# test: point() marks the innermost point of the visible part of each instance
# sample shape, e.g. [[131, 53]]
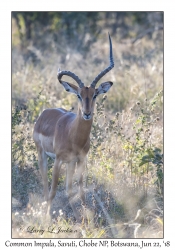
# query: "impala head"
[[87, 95]]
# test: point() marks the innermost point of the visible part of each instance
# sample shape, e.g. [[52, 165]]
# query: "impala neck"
[[82, 128]]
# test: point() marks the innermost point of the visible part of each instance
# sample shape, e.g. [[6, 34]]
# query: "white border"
[[5, 94]]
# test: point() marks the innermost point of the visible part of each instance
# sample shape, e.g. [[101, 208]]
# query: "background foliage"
[[124, 175]]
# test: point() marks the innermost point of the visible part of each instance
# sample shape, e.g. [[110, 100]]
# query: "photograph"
[[87, 126]]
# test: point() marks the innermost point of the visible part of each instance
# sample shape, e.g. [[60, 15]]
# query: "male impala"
[[66, 136]]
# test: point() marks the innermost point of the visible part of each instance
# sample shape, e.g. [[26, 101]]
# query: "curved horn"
[[93, 84], [68, 73]]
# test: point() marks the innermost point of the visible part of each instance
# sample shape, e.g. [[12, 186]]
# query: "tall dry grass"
[[124, 175]]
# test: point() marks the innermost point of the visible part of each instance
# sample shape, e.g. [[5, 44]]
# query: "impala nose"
[[87, 116]]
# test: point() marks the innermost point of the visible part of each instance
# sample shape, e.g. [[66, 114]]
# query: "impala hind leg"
[[70, 169], [42, 162], [55, 175], [81, 165]]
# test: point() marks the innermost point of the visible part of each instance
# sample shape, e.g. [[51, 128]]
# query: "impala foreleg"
[[42, 162], [55, 175], [70, 170]]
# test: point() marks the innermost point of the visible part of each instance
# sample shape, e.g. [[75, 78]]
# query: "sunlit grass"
[[124, 172]]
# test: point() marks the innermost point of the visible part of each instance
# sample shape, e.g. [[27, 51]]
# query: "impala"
[[65, 136]]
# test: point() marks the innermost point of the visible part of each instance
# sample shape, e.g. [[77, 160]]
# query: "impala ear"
[[103, 88], [70, 87]]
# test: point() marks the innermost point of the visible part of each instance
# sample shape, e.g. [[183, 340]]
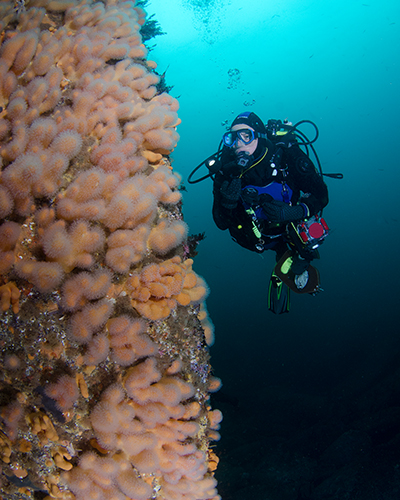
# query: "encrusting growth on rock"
[[103, 327]]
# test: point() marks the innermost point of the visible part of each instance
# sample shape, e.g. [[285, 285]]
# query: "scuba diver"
[[269, 196]]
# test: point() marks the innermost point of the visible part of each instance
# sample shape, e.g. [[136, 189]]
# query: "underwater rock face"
[[103, 328]]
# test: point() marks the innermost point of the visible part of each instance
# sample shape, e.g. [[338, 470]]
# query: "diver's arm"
[[226, 197]]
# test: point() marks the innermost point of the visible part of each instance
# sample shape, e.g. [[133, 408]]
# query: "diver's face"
[[239, 145]]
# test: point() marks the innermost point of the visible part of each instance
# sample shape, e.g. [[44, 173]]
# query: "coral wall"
[[105, 368]]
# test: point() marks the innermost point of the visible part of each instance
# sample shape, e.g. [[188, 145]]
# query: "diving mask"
[[246, 135]]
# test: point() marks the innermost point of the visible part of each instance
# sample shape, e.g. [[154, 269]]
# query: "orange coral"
[[9, 295], [89, 205], [157, 289]]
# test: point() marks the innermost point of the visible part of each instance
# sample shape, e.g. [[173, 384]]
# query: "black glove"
[[230, 193], [279, 211]]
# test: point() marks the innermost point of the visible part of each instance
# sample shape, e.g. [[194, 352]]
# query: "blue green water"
[[335, 63]]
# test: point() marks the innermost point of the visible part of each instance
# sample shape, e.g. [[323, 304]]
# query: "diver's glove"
[[279, 211], [230, 193]]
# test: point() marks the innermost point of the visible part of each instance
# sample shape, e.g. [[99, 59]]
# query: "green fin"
[[278, 295]]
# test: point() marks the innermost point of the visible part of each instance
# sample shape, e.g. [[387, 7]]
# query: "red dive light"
[[312, 231]]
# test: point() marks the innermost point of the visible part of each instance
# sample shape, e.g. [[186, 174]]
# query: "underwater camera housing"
[[309, 234]]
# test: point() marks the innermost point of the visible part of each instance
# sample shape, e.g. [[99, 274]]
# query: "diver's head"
[[247, 135]]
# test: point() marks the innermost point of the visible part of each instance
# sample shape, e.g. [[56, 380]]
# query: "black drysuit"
[[294, 170]]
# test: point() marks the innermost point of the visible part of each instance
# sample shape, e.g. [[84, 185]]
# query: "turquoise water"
[[335, 63]]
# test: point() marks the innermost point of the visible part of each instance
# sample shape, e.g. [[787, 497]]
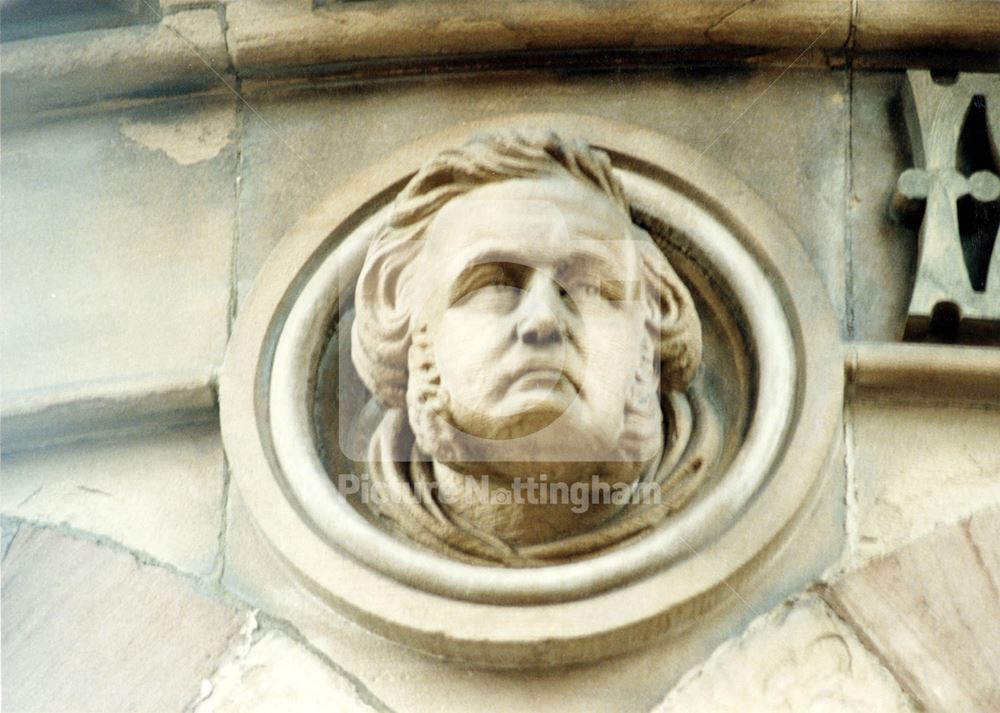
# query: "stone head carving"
[[514, 319]]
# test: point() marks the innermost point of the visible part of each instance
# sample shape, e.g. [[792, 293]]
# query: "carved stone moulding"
[[772, 373]]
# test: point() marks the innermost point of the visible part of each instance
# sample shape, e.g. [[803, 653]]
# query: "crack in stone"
[[725, 16]]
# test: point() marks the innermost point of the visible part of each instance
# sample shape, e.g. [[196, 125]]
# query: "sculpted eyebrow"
[[481, 274]]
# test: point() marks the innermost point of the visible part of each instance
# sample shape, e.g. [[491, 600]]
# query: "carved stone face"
[[534, 311]]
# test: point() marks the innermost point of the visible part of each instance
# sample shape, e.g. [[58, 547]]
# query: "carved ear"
[[673, 320], [380, 337]]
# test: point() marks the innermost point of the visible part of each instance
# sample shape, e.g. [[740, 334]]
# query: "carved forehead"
[[540, 220]]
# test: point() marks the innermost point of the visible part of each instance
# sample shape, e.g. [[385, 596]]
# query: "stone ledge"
[[49, 417], [184, 52], [197, 46], [925, 372]]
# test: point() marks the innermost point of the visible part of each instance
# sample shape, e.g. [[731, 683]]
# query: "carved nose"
[[540, 323]]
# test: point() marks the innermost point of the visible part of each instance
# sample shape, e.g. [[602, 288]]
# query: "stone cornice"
[[201, 45]]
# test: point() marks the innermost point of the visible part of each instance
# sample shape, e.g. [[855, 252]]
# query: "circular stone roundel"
[[435, 272]]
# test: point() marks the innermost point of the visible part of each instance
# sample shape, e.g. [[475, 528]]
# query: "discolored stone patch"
[[930, 610], [88, 628]]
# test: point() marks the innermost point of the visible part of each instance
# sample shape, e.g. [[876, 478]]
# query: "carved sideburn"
[[953, 195]]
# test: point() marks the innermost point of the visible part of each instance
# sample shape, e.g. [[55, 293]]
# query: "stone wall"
[[149, 171]]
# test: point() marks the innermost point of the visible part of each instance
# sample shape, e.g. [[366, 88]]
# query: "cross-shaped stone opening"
[[977, 221]]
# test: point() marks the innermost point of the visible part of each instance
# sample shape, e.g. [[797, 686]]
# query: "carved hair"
[[382, 332]]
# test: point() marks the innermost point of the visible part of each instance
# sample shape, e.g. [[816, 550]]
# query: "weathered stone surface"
[[276, 674], [798, 657], [89, 628], [738, 118], [160, 494], [338, 32], [135, 212], [184, 51], [930, 609], [407, 680], [916, 467]]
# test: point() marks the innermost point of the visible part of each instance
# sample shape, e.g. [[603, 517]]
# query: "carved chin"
[[443, 437]]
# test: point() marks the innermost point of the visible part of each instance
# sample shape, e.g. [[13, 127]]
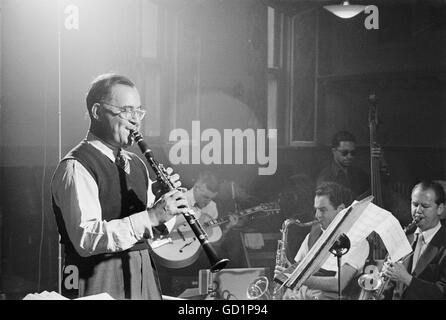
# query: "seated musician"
[[423, 274], [330, 198]]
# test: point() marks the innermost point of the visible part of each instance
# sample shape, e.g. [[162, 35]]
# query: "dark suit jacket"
[[429, 276]]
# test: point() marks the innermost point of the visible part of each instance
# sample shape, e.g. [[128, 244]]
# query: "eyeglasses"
[[344, 153], [128, 112]]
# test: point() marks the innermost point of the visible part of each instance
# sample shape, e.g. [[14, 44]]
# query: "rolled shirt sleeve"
[[76, 193]]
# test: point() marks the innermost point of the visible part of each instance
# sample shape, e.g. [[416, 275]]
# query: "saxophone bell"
[[374, 283]]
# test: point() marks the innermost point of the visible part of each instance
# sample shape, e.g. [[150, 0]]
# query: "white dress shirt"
[[76, 193]]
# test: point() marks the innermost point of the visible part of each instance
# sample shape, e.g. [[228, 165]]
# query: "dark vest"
[[120, 195]]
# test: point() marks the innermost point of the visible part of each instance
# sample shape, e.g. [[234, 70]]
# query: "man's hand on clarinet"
[[169, 204]]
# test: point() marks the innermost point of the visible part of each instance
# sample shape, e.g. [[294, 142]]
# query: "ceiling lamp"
[[345, 10]]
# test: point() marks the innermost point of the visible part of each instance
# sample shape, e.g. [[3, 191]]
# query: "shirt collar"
[[190, 197], [336, 168], [429, 234], [94, 141]]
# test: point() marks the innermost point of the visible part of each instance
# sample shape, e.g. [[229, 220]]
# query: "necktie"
[[417, 252], [122, 162]]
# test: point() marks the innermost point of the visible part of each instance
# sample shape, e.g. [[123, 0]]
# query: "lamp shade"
[[345, 10]]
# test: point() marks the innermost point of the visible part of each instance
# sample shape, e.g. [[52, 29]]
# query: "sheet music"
[[386, 226]]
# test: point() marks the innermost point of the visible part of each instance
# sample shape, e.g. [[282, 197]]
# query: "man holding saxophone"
[[329, 200], [423, 274]]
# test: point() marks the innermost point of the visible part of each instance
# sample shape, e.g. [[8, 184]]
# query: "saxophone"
[[281, 257], [260, 289], [374, 283]]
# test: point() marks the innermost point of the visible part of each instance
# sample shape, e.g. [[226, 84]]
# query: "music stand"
[[339, 248]]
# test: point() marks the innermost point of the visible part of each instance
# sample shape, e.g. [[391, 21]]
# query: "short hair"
[[210, 180], [101, 86], [438, 189], [342, 136], [336, 193]]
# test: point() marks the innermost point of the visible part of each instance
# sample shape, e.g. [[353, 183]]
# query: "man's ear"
[[440, 210], [95, 111]]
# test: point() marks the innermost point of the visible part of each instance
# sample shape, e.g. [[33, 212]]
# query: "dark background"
[[211, 64]]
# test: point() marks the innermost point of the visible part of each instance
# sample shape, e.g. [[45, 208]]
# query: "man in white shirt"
[[103, 203], [423, 274], [329, 200]]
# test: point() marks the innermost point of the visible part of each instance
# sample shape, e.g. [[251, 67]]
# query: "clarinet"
[[217, 264]]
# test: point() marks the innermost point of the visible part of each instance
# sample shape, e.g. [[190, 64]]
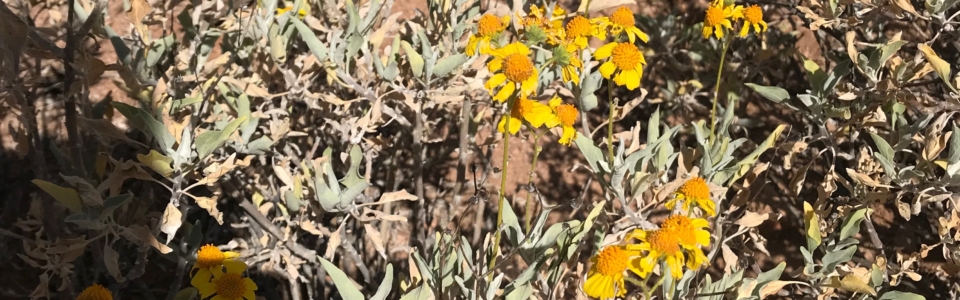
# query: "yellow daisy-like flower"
[[719, 17], [524, 109], [622, 20], [695, 191], [605, 277], [661, 244], [753, 17], [566, 58], [579, 30], [511, 65], [691, 236], [95, 292], [229, 285], [566, 115], [210, 258], [488, 28], [626, 61]]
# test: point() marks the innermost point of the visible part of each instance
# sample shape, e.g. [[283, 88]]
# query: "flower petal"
[[604, 51], [607, 69]]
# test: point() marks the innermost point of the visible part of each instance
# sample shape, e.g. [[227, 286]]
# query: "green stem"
[[503, 188], [716, 93], [613, 110], [533, 169]]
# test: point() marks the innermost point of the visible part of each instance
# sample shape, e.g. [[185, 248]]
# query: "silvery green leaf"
[[448, 64], [593, 154], [149, 125], [414, 58], [384, 290], [345, 287], [316, 47], [213, 139]]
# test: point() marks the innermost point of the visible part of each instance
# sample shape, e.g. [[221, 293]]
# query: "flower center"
[[682, 228], [521, 107], [95, 292], [567, 113], [626, 56], [230, 286], [623, 17], [578, 27], [489, 25], [663, 241], [753, 14], [517, 67], [695, 188], [612, 261], [715, 15], [209, 256]]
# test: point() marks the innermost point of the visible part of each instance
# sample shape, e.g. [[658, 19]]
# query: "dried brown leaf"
[[110, 258]]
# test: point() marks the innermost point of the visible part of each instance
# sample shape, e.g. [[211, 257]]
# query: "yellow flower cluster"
[[95, 292], [220, 275], [516, 76], [678, 243], [720, 17]]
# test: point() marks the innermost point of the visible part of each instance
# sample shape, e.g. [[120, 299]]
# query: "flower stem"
[[716, 92], [613, 110], [503, 188], [533, 169]]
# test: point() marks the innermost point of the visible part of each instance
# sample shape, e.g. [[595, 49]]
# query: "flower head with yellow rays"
[[488, 29], [512, 67], [95, 292], [695, 191], [568, 60], [550, 27], [579, 30], [622, 20], [210, 258], [523, 109], [566, 115], [625, 64], [753, 17], [226, 285], [720, 16], [691, 236], [605, 277], [660, 244]]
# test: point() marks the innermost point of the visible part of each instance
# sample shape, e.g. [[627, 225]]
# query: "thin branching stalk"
[[613, 110], [533, 170], [716, 91], [503, 188]]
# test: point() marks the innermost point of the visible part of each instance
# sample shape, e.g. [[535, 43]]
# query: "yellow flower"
[[532, 111], [95, 292], [661, 244], [210, 258], [753, 16], [625, 58], [569, 62], [580, 29], [566, 115], [719, 16], [515, 69], [488, 28], [622, 21], [695, 191], [605, 277], [691, 236], [229, 285]]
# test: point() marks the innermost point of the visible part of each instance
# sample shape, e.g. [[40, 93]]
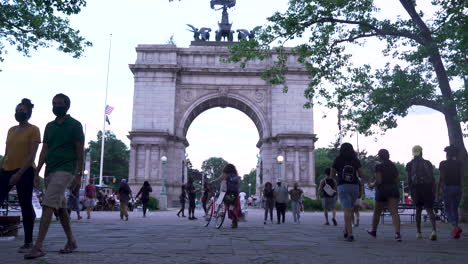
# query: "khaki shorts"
[[56, 184]]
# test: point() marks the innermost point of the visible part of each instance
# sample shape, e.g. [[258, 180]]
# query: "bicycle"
[[217, 210]]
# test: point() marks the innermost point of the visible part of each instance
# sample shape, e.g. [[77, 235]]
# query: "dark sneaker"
[[372, 233], [398, 237], [26, 248]]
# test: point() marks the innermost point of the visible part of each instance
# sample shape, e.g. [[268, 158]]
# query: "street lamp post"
[[280, 162], [163, 196]]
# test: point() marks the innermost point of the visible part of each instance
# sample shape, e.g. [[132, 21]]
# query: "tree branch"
[[353, 38], [430, 104]]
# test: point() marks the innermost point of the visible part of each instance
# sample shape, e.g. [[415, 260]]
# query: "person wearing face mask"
[[17, 167], [62, 152]]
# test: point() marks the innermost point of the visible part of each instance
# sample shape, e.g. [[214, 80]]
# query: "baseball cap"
[[417, 150]]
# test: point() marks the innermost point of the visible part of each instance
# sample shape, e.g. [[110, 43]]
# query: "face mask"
[[21, 116], [59, 111]]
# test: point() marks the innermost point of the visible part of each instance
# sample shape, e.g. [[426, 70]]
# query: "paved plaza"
[[162, 237]]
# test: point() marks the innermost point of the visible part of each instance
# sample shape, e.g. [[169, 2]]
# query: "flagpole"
[[104, 119]]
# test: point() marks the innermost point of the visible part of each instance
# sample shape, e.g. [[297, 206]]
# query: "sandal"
[[69, 248], [35, 253]]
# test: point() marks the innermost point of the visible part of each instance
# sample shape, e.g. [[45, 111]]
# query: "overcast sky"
[[49, 72]]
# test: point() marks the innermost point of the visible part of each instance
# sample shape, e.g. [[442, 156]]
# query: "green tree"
[[116, 158], [427, 53], [30, 24], [249, 178]]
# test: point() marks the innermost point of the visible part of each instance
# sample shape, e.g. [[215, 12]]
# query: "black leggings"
[[24, 189]]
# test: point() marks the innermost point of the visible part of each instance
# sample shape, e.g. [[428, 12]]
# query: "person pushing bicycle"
[[231, 199]]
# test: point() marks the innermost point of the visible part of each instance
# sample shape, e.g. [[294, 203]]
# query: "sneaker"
[[334, 222], [372, 233], [398, 237], [26, 248]]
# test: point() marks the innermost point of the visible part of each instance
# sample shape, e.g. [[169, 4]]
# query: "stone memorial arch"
[[174, 85]]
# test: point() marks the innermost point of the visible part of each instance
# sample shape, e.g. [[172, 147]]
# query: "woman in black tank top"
[[387, 193]]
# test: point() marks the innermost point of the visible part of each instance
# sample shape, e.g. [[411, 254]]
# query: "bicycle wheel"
[[210, 212], [220, 215]]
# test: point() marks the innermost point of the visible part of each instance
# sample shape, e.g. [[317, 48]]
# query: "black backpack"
[[421, 172]]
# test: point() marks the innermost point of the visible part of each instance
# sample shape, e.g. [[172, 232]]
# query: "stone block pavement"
[[162, 237]]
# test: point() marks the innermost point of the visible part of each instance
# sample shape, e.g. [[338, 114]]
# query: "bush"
[[153, 203]]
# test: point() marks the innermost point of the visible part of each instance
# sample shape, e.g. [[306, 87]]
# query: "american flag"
[[109, 109]]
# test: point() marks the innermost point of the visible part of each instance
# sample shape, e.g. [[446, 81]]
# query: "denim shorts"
[[348, 194]]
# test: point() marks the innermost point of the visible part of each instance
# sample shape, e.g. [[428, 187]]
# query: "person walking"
[[90, 197], [346, 168], [422, 184], [144, 191], [182, 199], [268, 201], [17, 167], [328, 191], [387, 193], [451, 175], [73, 203], [296, 202], [231, 199], [125, 194], [192, 195], [281, 201], [62, 152]]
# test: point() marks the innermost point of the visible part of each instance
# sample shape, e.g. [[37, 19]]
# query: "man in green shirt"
[[62, 152]]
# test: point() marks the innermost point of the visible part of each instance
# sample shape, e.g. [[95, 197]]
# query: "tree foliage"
[[30, 24], [116, 158], [427, 63]]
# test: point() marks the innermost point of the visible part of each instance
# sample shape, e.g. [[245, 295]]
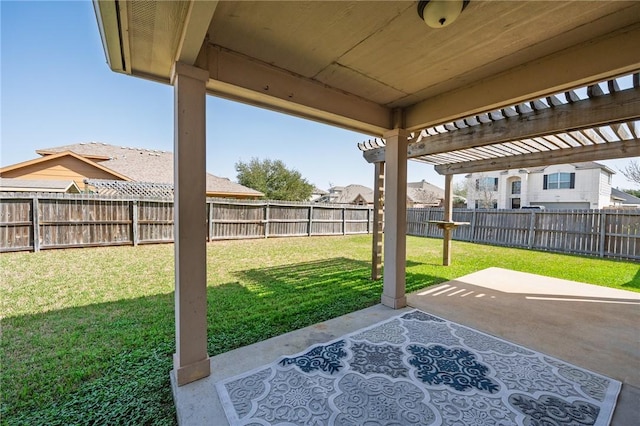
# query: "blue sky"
[[56, 89]]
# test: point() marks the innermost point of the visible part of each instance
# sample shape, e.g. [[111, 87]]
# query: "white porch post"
[[191, 360], [395, 221], [448, 217], [378, 220]]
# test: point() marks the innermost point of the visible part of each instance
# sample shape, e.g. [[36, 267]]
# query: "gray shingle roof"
[[350, 193], [146, 165], [37, 185]]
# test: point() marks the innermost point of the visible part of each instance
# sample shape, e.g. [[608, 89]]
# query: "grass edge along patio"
[[88, 333]]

^^^^^^^^

• Exercise requirements:
Copy the stretch of the material from its very first line through the line containing "[[70, 169], [42, 162], [55, 175], [81, 165]]", including both ends and reproducing every line verbatim. Leave the pictures out of your copy.

• Full response:
# test: point() marks the innermost point of the visible part of each instance
# sample shape, e.g. [[131, 53]]
# query: "impala head"
[[87, 95]]
# test: point() marks the innermost point of the visible part of each instance
# sample shape, e.g. [[52, 165]]
# query: "impala neck"
[[82, 128]]
# test: point() marks the innermost point of the visible part of each instance
# sample shape, e.g. [[6, 34]]
# query: "white border"
[[5, 94]]
# test: point() marks the innermost point of the visible part of each instance
# sample shape, e.g. [[101, 208]]
# query: "background foliage"
[[124, 175]]
# test: point() marks the innermost point of the visible part of each instance
# sample shape, e.g. [[110, 100]]
# query: "photograph"
[[87, 126]]
# test: point() marks the innermost point of the visible part of each instance
# sample shape, e.g. [[60, 15]]
# query: "male impala"
[[66, 136]]
# test: point() marks the innermost point of the visible part of each instance
# sample shape, e.g. [[26, 101]]
# query: "curved horn"
[[93, 84], [68, 73]]
# test: point() marks the innermost point of the visible part of each instance
# sample shape, e.g. [[12, 186]]
# query: "tall dry grass"
[[124, 175]]
# test: point() marks the innermost point of the visible part of each instance
# sample shape, e.g. [[5, 44]]
# query: "impala nose"
[[87, 116]]
# test: point() marks the innermost point of the visible part of each instance
# sample shape, e.g. [[66, 114]]
# query: "impala hind leg"
[[70, 169], [42, 162], [55, 175], [81, 165]]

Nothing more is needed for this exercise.